Mi sistemo sul balcone a leggere Annus Horribilis di Giorgio Bocca. Chissà perché leggere ciò che penso da anni, ma non riesco a esprimere come vorrei, mi frustra un po’ ma, al contempo, non mi fa più arrabbiare.
Troppa abitudine, la realtà che supera sempre anche le fantasie più sfrenate e che sembra non toccare la coscienza di nessuno.
Così alzo lo sguardo e comincio a osservare i forzati della corsa mattutina. Poveri disgraziati sfiniti e claudicanti che sciabattano mezzi di traverso come granchi ubriachi. Magliette madide di sudore, culi che saltellano in controtempo, tette stufe di rimbalzare che sussultano tristemente a ogni passo. Signori attempati, padri di famiglia, nonni in pensione, che sembrano avere ancora appiccicati addosso giacca e cravatta, piegati come a scalare inesistenti salite, privi di qualunque eleganza nella corsa, con lo sguardo esterrefatto di chi ha superato la soglia della sofferenza fisica.
Orologini elettronici al polso di signore attempate e inesorabilmente sovrappeso, che misurano tempi immaginari e inutili, o forse, solo le pulsazioni impazzite di un cuore che non ha nessuna voglia di continuare a essere strapazzato inutilmente.

## Materiale di studio:
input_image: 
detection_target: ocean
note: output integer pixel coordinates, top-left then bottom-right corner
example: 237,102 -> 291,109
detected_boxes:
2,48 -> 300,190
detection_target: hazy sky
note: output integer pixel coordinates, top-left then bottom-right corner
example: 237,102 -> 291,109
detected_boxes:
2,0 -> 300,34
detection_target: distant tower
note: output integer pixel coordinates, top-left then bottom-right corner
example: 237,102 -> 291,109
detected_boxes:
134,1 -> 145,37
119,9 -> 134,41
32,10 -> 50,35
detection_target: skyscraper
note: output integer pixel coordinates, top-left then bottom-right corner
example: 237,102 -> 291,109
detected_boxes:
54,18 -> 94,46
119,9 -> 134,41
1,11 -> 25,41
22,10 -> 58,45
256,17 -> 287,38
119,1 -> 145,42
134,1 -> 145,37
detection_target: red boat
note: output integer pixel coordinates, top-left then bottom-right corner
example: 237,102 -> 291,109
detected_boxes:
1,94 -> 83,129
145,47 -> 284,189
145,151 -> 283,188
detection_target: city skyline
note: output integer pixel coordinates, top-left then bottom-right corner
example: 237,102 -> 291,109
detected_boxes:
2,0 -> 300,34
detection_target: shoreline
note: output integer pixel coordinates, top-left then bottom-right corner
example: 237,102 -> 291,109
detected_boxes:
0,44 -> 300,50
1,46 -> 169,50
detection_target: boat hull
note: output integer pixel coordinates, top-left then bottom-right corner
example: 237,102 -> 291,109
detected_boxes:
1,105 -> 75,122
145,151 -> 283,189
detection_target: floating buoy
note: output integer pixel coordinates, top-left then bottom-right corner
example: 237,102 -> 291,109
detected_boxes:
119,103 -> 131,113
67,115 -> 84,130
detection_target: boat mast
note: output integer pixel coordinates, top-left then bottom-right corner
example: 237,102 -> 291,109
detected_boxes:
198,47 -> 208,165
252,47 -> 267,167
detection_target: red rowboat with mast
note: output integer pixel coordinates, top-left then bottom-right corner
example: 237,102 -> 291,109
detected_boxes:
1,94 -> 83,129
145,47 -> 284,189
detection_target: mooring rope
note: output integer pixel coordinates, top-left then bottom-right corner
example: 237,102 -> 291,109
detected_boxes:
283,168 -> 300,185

## Consegna:
Nel testo scelto, riporta tutte le categorie di uomini elencate nella frase che comincia con «Signori attempati». Per rispondere si usa soltanto il testo scelto, non le righe.

## Risposta all'esercizio:
Signori attempati, padri di famiglia, nonni in pensione.